[Extracted records]

******

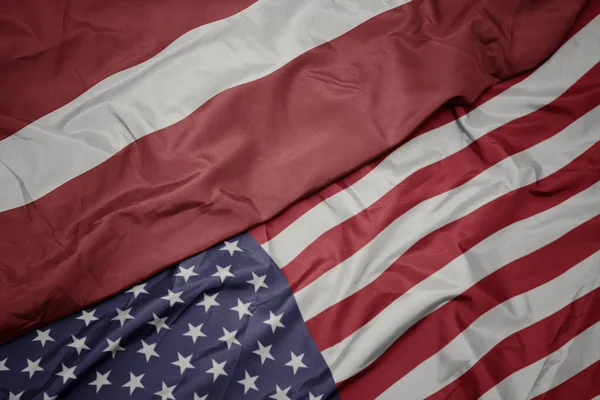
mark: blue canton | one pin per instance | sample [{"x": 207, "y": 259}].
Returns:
[{"x": 220, "y": 325}]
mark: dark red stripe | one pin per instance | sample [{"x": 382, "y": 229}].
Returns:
[
  {"x": 341, "y": 242},
  {"x": 53, "y": 51},
  {"x": 452, "y": 110},
  {"x": 432, "y": 333},
  {"x": 583, "y": 386},
  {"x": 253, "y": 150},
  {"x": 526, "y": 346}
]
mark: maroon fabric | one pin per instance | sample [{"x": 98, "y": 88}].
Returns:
[
  {"x": 253, "y": 150},
  {"x": 53, "y": 51}
]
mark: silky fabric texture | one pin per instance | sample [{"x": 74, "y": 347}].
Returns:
[
  {"x": 253, "y": 150},
  {"x": 53, "y": 51}
]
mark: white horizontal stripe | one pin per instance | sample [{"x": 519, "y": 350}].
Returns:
[
  {"x": 553, "y": 370},
  {"x": 491, "y": 328},
  {"x": 546, "y": 84},
  {"x": 496, "y": 251},
  {"x": 514, "y": 172},
  {"x": 167, "y": 88}
]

******

*About this exercise:*
Transcribe all records verbatim and omit each image.

*Completed task:*
mark: blue canton | one pin per instance | sample [{"x": 207, "y": 259}].
Returns:
[{"x": 220, "y": 325}]
mark: dark red stripe | one pin per instance | sample [{"x": 382, "y": 229}].
Returns:
[
  {"x": 341, "y": 242},
  {"x": 53, "y": 51},
  {"x": 452, "y": 110},
  {"x": 432, "y": 333},
  {"x": 583, "y": 386},
  {"x": 253, "y": 150},
  {"x": 526, "y": 346}
]
mark: maroon fabric | one pin per instance | sample [{"x": 98, "y": 88}].
Returns:
[
  {"x": 253, "y": 150},
  {"x": 53, "y": 51}
]
mark: silky fabric texture | one pin per instance | sample [{"x": 74, "y": 347}].
Returns:
[
  {"x": 253, "y": 150},
  {"x": 53, "y": 51}
]
mark: white horizontal stripe | one pin per instance | sample [{"x": 519, "y": 350}].
Returns:
[
  {"x": 553, "y": 370},
  {"x": 491, "y": 328},
  {"x": 546, "y": 84},
  {"x": 496, "y": 251},
  {"x": 514, "y": 172},
  {"x": 167, "y": 88}
]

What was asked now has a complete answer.